A)    When Welch was going through his conversion experience, he felt guilty about not going to Church and so he goes to one of his friends who was a Christian asking him for advice. This was the advice given to him,

“Going to Church does not make you a Christian any more than sitting in a garage makes you a car. A relationship with Jesus is personal. He is your Confidant and Friend, you can turn to Him anytime. He is always ACCEPTING no matter what you have done; He can release you from any guilt, pain or shame you have. People in far worse circumstances have turned their lives around and come to know the unconditional love of God! You don’t have to make a public spectacle of yourself to accept Christ in to your life – you simply need to kneel down right where you are and say, ‘GOD, I’M SORRY FOR MY SINS, PLEASE FORGIVE ME AND COME LIVE WITHIN ME. HELP ME WALK IN YOUR LIGHT, READ YOUR WORD DAILY AND RELY ON YOU FOR ALL MY DECISIONS. LET ME BE AN EXAMPLE OF YOU AND LET OTHERS SEE THE CHANGE IN ME BECAUSE I HAVE MADE THE DECISION TODAY TO GIVE MY LIFE TO YOU.’ That’s it. Then pray as much as you can, read your Bible every day and make good decisions. Your family will see a change in you, your daughter will see you in a different light and you will have a peace that surpasses your understanding.”
B)    When Welch broke away from the multi-platinum selling rock band, Korn, it was like leaving your gang where you lose your respect or at least it seemed so. For those who have read the book “With My Eyes Wide Open” (another book by Welch) you would know what this means. In short, when he was out of Korn, it was as though everyone had forgotten who is Brian ‘HEAD’ Welch. Anyways to cut the long story short, when he was out of Korn, he was on his own: he had a house and a daughter to look after. The money that was entitled to him from the Korn royalties was not given to him due to a legal dispute and that is where the frustrations began to build up. This is how he describes it,

“Giving money to people and ministries when God tells you to, is very important to Him. He knows that we work hard to make that money; He knows how much money can mean to us, because most of the time we spend more hours at work than we do at home with our families. But as you give whatever the amount the Lord tells you to give, you’re showing Him that you trust Him to take care of your needs. You’re showing Him that money is not your god. When you give, He sees how much you give as well as the attitude you give it with and He ends up giving you back more than you gave away.

## Dataset section
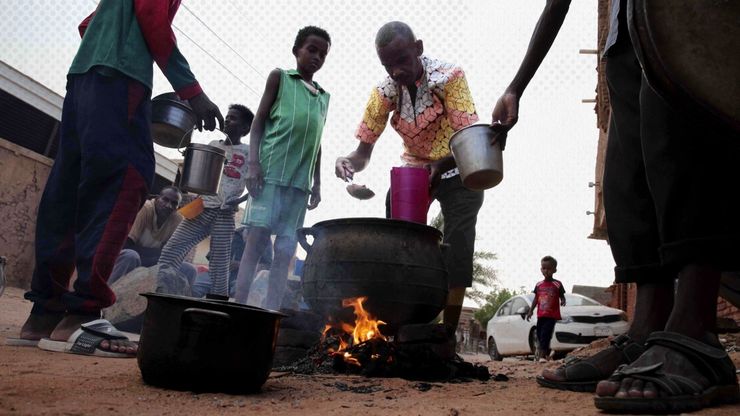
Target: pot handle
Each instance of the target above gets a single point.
(189, 315)
(301, 233)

## Task to complete
In the passage about Brian Welch above, list the three things the friend's advice says to do after saying the prayer.

## Task response
- Pray as much as you can
- Read your Bible every day
- Make good decisions